» **REQUIREMENT**: Reproduce the listing from its first line through the line containing "rough mask: <svg", inclusive, character for character.
+ + + + + + +
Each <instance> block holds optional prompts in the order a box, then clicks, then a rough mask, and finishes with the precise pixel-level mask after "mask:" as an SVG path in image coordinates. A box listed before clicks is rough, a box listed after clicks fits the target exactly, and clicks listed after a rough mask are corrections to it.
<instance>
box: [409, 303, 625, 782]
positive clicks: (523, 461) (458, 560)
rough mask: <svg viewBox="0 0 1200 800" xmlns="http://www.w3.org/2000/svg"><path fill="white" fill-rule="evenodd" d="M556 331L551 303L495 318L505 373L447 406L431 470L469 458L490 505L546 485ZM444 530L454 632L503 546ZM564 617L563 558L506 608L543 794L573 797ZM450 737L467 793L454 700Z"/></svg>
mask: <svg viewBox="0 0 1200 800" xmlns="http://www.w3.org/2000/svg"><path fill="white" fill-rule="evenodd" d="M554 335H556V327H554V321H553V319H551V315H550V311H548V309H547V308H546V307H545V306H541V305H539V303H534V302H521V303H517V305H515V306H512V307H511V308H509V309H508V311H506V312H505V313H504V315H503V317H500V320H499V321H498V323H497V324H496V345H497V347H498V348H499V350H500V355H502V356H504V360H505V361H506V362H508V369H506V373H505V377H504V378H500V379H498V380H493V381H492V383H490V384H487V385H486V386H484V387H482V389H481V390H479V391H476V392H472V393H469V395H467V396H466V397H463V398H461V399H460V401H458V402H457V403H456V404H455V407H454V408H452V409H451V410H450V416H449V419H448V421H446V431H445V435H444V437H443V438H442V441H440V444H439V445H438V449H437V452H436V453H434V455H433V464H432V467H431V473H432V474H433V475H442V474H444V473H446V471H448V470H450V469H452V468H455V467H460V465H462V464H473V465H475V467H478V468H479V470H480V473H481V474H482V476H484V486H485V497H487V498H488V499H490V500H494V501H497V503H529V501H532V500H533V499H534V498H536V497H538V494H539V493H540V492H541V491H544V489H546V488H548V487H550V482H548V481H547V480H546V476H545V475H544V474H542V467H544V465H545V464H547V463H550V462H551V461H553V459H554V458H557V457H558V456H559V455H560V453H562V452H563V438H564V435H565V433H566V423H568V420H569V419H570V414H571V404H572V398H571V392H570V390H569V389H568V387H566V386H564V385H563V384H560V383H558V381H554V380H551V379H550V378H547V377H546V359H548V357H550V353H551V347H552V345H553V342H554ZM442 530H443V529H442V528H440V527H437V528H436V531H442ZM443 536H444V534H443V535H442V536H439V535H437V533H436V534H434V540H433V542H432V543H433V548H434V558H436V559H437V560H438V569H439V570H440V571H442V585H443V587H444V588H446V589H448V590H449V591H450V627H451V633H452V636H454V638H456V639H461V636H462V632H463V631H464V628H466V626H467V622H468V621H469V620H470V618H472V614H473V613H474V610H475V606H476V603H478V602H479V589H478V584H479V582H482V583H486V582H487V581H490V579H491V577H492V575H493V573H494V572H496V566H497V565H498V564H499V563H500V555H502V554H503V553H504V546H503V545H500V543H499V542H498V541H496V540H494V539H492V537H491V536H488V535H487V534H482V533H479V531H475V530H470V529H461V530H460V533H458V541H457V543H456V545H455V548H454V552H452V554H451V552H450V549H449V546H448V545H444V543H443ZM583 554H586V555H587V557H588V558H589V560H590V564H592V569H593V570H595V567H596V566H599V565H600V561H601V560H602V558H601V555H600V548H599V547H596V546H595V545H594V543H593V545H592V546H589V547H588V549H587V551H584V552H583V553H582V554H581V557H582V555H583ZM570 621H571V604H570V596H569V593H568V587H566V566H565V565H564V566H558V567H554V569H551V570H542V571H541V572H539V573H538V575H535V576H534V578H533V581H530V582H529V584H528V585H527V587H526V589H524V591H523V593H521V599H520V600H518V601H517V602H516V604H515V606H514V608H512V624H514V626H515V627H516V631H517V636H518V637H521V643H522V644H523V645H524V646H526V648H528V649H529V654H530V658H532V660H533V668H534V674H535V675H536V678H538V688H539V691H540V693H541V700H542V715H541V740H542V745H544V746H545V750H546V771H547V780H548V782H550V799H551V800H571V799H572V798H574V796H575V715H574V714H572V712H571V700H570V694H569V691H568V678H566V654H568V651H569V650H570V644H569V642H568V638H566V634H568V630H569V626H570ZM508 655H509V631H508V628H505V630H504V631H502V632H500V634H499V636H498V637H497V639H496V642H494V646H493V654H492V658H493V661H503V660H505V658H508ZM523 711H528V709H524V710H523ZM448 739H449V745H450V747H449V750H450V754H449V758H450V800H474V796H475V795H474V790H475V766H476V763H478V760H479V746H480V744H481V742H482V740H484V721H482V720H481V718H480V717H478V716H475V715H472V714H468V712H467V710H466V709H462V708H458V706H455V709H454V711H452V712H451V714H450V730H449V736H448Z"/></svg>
+ + + + + + +
» **OUTPUT**:
Each <instance> block holds optional prompts in the order a box, then clicks, then a rough mask, and finishes with the precise pixel-level mask after "mask:" as an SVG path in image coordinates. A box listed before clicks is rough, a box listed after clicks fits the target exactly, and clicks listed after a rough mask are corrections to it.
<instance>
box: [409, 303, 625, 782]
positive clicks: (523, 461) (458, 560)
rough mask: <svg viewBox="0 0 1200 800" xmlns="http://www.w3.org/2000/svg"><path fill="white" fill-rule="evenodd" d="M556 331L551 303L495 318L505 373L447 406L431 470L469 458L490 505L546 485ZM444 530L454 632L503 546ZM564 617L563 558L506 608L543 794L573 797ZM450 737L467 793L454 700Z"/></svg>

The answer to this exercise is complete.